주어진 과제: 아래 목록 전체에서 "photo" 자리에 "image"를 넣고 나머지는 그대로 둔 채 다시 적으세요. 그림은 답에 넣지 마세요.
<<<<
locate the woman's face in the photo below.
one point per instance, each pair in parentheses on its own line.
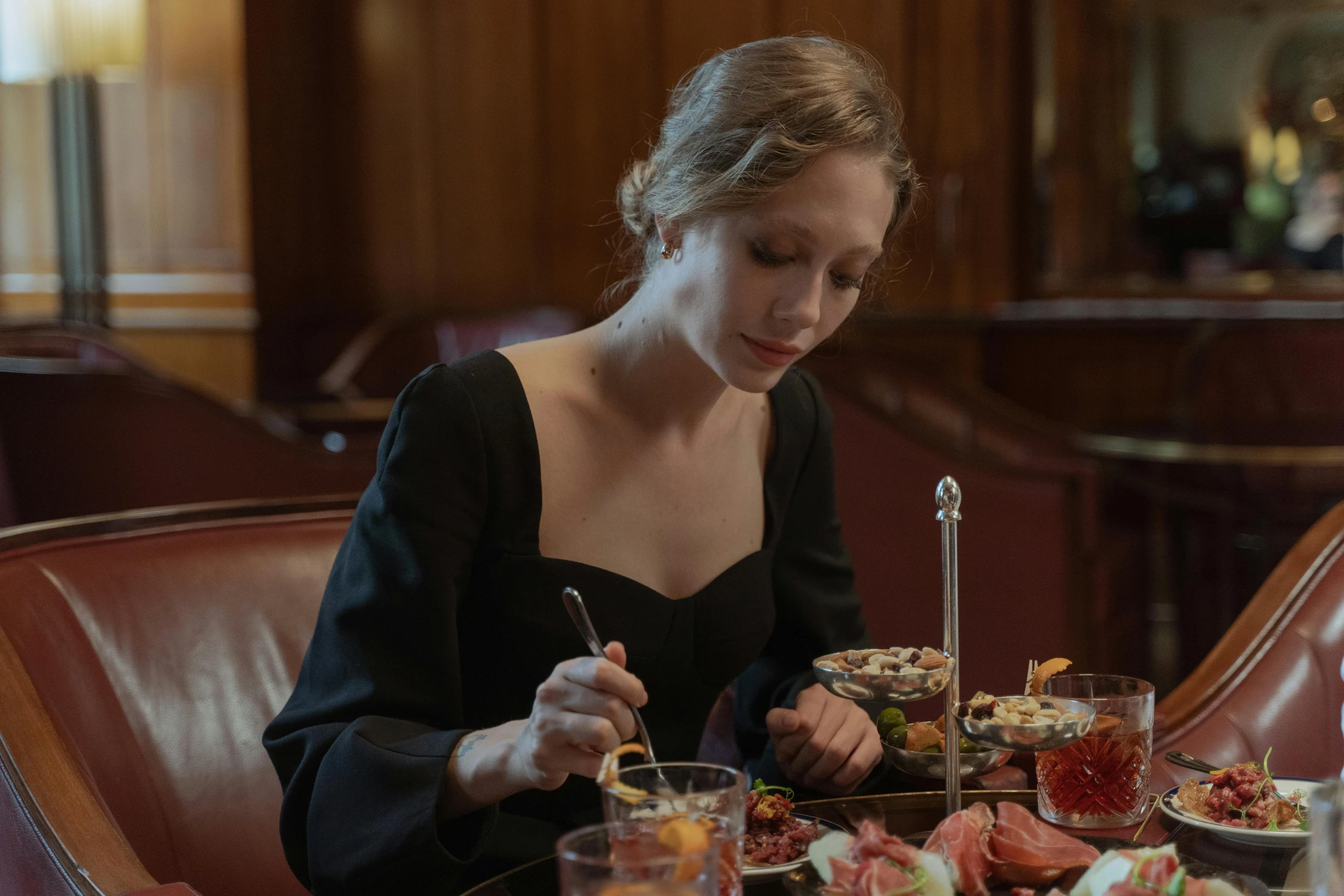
(757,289)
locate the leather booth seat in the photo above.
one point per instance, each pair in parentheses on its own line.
(158,645)
(1274,678)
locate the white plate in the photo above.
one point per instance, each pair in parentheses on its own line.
(762,874)
(1284,839)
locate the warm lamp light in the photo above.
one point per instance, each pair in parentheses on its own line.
(1288,156)
(42,39)
(66,42)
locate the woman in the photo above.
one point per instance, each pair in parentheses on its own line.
(446,722)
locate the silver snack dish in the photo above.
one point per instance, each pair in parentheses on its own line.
(935,764)
(888,687)
(1030,738)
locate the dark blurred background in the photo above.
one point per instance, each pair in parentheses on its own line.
(1119,314)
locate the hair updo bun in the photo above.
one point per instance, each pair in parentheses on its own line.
(629,199)
(749,120)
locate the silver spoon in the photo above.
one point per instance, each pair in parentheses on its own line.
(574,604)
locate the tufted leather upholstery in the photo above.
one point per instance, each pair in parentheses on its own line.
(160,656)
(1274,678)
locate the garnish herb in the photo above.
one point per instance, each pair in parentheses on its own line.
(917,879)
(761,787)
(1265,781)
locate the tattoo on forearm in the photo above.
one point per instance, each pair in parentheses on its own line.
(468,743)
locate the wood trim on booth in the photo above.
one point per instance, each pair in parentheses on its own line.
(1256,629)
(83,841)
(31,533)
(57,795)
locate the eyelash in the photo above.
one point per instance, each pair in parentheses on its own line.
(772,260)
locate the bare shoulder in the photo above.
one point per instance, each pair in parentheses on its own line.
(546,360)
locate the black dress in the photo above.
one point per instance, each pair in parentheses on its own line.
(443,617)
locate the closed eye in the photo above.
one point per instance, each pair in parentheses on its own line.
(842,281)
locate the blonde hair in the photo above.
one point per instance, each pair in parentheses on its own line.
(749,120)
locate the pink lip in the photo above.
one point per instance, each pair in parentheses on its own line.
(773,354)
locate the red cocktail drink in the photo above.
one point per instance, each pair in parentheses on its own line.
(1100,781)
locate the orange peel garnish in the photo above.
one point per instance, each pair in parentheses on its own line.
(611,767)
(686,839)
(1045,671)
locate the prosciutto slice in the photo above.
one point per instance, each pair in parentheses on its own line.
(1027,851)
(874,843)
(963,841)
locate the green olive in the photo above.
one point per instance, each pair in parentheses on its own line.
(889,719)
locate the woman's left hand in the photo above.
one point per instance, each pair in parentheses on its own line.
(827,743)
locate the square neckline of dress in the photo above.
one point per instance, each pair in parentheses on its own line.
(770,521)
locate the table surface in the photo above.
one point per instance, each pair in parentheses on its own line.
(1283,871)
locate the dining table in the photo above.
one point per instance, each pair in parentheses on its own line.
(1265,870)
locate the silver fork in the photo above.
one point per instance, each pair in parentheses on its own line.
(574,604)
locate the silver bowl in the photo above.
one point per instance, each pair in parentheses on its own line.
(933,764)
(1030,738)
(900,687)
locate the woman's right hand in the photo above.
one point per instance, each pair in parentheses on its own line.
(581,712)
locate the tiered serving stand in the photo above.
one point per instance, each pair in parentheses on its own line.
(1000,740)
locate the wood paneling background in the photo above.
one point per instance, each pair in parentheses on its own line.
(463,158)
(175,172)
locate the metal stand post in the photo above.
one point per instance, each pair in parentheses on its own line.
(79,216)
(949,511)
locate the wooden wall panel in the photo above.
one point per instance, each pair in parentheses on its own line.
(691,33)
(303,109)
(470,152)
(487,120)
(602,102)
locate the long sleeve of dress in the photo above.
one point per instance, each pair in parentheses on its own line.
(363,743)
(816,606)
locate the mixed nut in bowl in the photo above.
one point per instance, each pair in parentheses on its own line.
(1024,722)
(896,675)
(918,748)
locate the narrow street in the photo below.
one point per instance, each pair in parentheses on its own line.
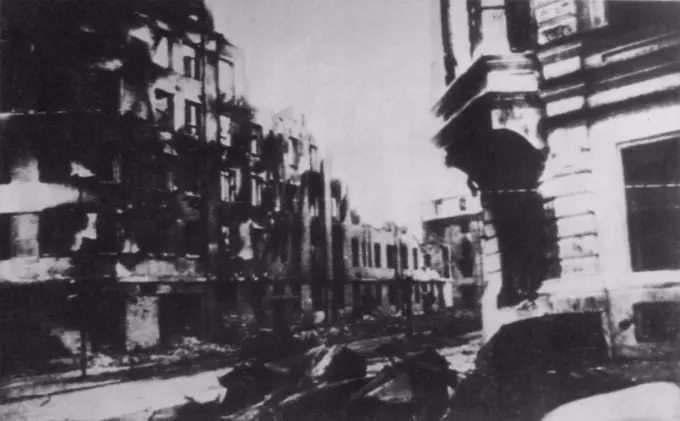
(365,210)
(138,400)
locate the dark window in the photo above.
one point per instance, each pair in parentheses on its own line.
>>>>
작성한 답변:
locate the woman's face in the image below.
one point per instance, each pair in parentheses on its own line.
(757,289)
locate the leather booth seat in the image above.
one point per instance, each pair in parentheses on its own line.
(158,645)
(1274,678)
locate the white plate in the image above.
one point per instance, each pair in parentheses on its own line.
(762,874)
(1284,839)
locate the warm lamp light in the image above.
one point per instance, each pair in parentheses on its own line.
(1288,156)
(42,39)
(66,42)
locate the woman in the image above.
one point per instance, each pair in parentheses on its own line.
(446,722)
locate the silver snack dish in the image above.
one point per instance, each pair in parentheses on its own line.
(935,764)
(888,687)
(1030,738)
locate the dark blurred background in the image above.
one point per instance, each pair in parentheses on its own line.
(1119,314)
locate the hair updo bun in the image above.
one point per instance, each pair in parentheses on its own line.
(629,199)
(749,120)
locate the silver spoon in the image above.
one point per instance, each pair in parentheses on its own line.
(574,604)
locate the tufted leather upholstery in the image above.
one point per instance, each pair in parentheses on its own line.
(160,656)
(1274,678)
locate the garnish herb in the image above.
one point per instance, each pair in parentheses on its own line.
(917,879)
(761,787)
(1265,781)
locate the tattoo on forearm in the image above.
one point per instance, each pair in parentheses on its own line.
(468,743)
locate the wood trim on booth in the image above.
one point per instance, each pair in parentheses on its own line.
(1256,629)
(83,841)
(31,533)
(57,795)
locate the eyelash in the image above.
one point per instance, each pair in parentheses on its own line.
(772,260)
locate the bare shoulder in the image above.
one point per instance, each pair in parentheses on its own line.
(546,360)
locate the black dress in the image above.
one point per instance, each pair in parentheses on its own line.
(443,617)
locate the closed eye in the image above.
one point per instance, each pair in parentheses on its own line.
(842,281)
locate the blonde hair in the image above.
one point per instance, each pair in parentheses on its own line.
(749,120)
locate the pink lip in the image above.
one point per instance, each pair in parentheses on its own line.
(773,354)
locate the red cocktail drink in the image above.
one point per instance, each pair in parentheses on its own line.
(1100,781)
locate the orange peel garnish in the image above.
one point per instance, each pair in parentheses on its own line.
(611,767)
(686,839)
(1045,671)
locate the prosciutto slice in the image above.
one point per instance, each pair in parentheses on its own line.
(1027,851)
(874,843)
(963,841)
locate the green olive in the image above.
one point per instance, each pair in parentheses on its own line.
(889,719)
locate the woman's left hand in the image above.
one point per instance, each pair in parentheses on its own line.
(827,743)
locate the square neckline of dress in the image above.
one point per instance, each pair in parentheses on its own line.
(770,521)
locate the table surface in the image above.
one point per instance, each pair in parentheses on its own line.
(1283,871)
locate the dining table in the image above.
one point per instance, each pair in parentheses on its own line.
(1265,870)
locate the silver fork in the image above.
one point per instance, each pair in parentheses on its own line.
(574,604)
locate the silver bowl in the image above.
one point per instance, each pair in parentheses on its own line.
(933,764)
(1030,738)
(900,687)
locate the woman's right hand in the image above.
one point per instance, each pair in parentheses on its own line.
(581,712)
locate the tiered serving stand in the image above.
one point per instance, each pair in parentheses on its own line.
(1000,740)
locate the wood paneling background in the image above.
one point per instance, each pair in parentheses on its own line.
(463,158)
(175,172)
locate the metal stand post in the image above.
one point per instance, each pair in parentheses on its own line.
(79,216)
(949,511)
locate the wooden wall panel in the image above.
one point per instance, each pair in parentheses on its own line.
(691,33)
(303,109)
(470,152)
(487,120)
(602,102)
locate the long sleeve of dress in the image above.
one point per instance, each pair in parentheses on its own line.
(363,743)
(816,606)
locate the mixed nut in bowl in the image above.
one point per instance, each pair in parentheses on its own line.
(1024,722)
(896,675)
(918,748)
locate the narrow street in the image below.
one point per instance, each pair in parentheses on its own line.
(365,210)
(138,400)
locate the dark window in the image above.
one point per instance, each pair in parentheses on its own line.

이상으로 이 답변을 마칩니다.